***** TEXTE PROPOSÉ *****

Le réseau veineux rétinien fait partie d'un "circuit vasculaire clos" (Gass) et son obstruction va retentir aussitôt sur l'ensemble de la circulation rétinienne.
Il est très important de surveiller ces patients car de graves complications peuvent survenir (glaucome néovasculaire) qui peuvent être évitées par un traitement laser approprié. Il est très fréquent que l'on ne retrouve pas d'étiologie, malgré des bilans cardio-vasculaires complets. Cela montre bien notre peu de connaissances de cette pathologie sévère. La fréquence des glaucomes associés nécessite aussi un contrôle tonométrique régulier des patients.
A l'avenir on espère mieux analyser la crase sanguine et les phénomènes de la coagulation, pour mieux traiter les ovcr.

*****

### SÉRIE DE CONSIGNES
#1 Relevez les quatre mesures de prise en charge des patients (surveillance, examens, traitement) que cite le texte sur l'obstruction veineuse rétinienne.
#2 Reproduisez le passage du texte sur l'obstruction veineuse rétinienne qui va de « Il est très important » à « traiter les ovcr. ».
#3 Reprenez le texte sur l'obstruction veineuse rétinienne à partir de sa dernière phrase et poursuivez sa rédaction.

***** EXTRAIT DE DONNÉES *****

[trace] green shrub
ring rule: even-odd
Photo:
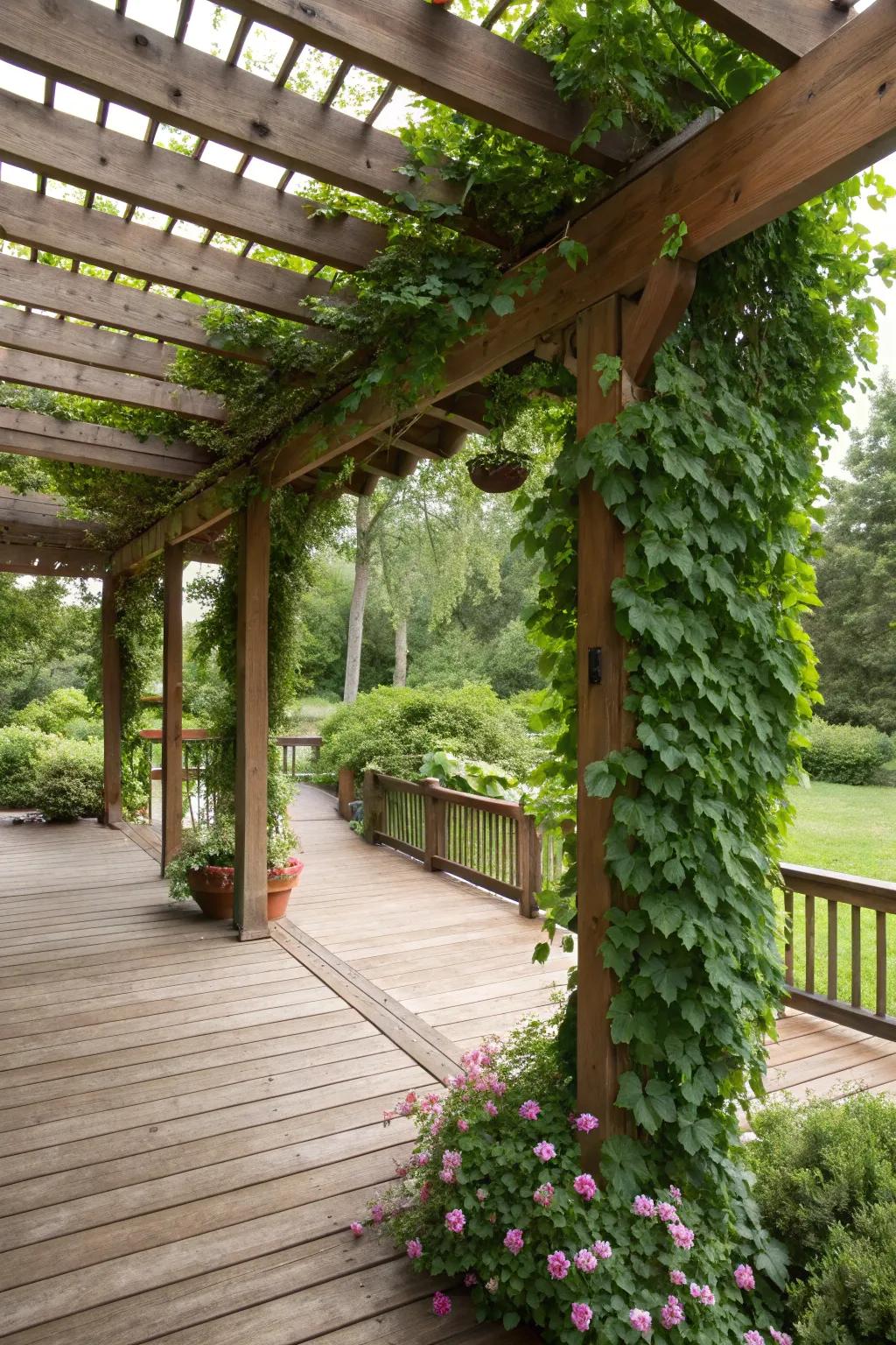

*****
***** EXTRAIT DE DONNÉES *****

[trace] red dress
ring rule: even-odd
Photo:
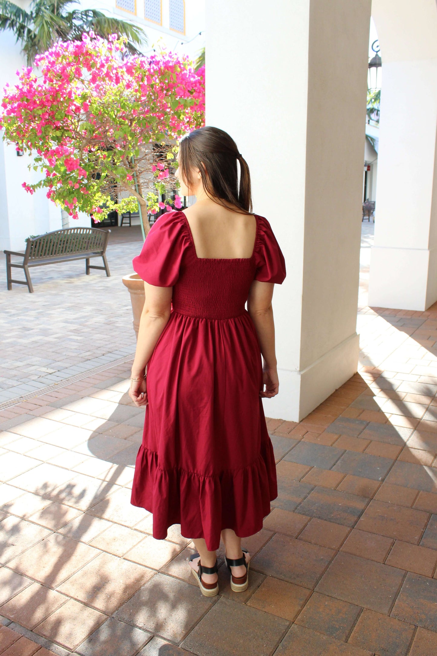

*****

### RÉPONSES
#1
- surveiller ces patients
- traitement laser approprié
- bilans cardio-vasculaires complets
- contrôle tonométrique régulier

#2
Il est très important de surveiller ces patients car de graves complications peuvent survenir (glaucome néovasculaire) qui peuvent être évitées par un traitement laser approprié. Il est très fréquent que l'on ne retrouve pas d'étiologie, malgré des bilans cardio-vasculaires complets. Cela montre bien notre peu de connaissances de cette pathologie sévère. La fréquence des glaucomes associés nécessite aussi un contrôle tonométrique régulier des patients.
A l'avenir on espère mieux analyser la crase sanguine et les phénomènes de la coagulation, pour mieux traiter les ovcr.

#3
Dès 1878, Julius Michel décrivait les anomalies rétiniennes comme une thrombose de la veine centrale de la rétine, terme qu'on a abandonné pour celui d'occlusion qui ne préjuge pas de la cause de l'obstruction vasculaire.
Il s'agit typiquement d'un patient de plus de 60 ans, qui présente une baisse de vision unilatérale, assez rapide, qui va d'un brouillard léger à la perte totale de la vision. L'oeil est blanc et non douloureux. On ne remarque aucun autre signe fonctionnel.
L'examen clinique du fond d'oeil met en évidence une tétrade:
L'examen de l'oeil adelphe met souvent en évidence une artériosclérose, surtout chez le sujet de plus de 60 ans.
Schématiquement, on décrit quatre formes cliniques d'OVCR:
La forme oedémateuse, la plus fréquente (60% des cas). C'est l'oedème qui domine le tableau clinique, la papille est hyperhémiée et oedémateuse, les nodules cotonneux sont rares, les hémorragies sont visibles jusqu'à la périphérie. On décrit parfois un oedème cystoïde maculaire. L'évolution de l'acuité visuelle est généralement assez bonne. On a remarqué que 20% des formes évoluent vers la forme ischémique.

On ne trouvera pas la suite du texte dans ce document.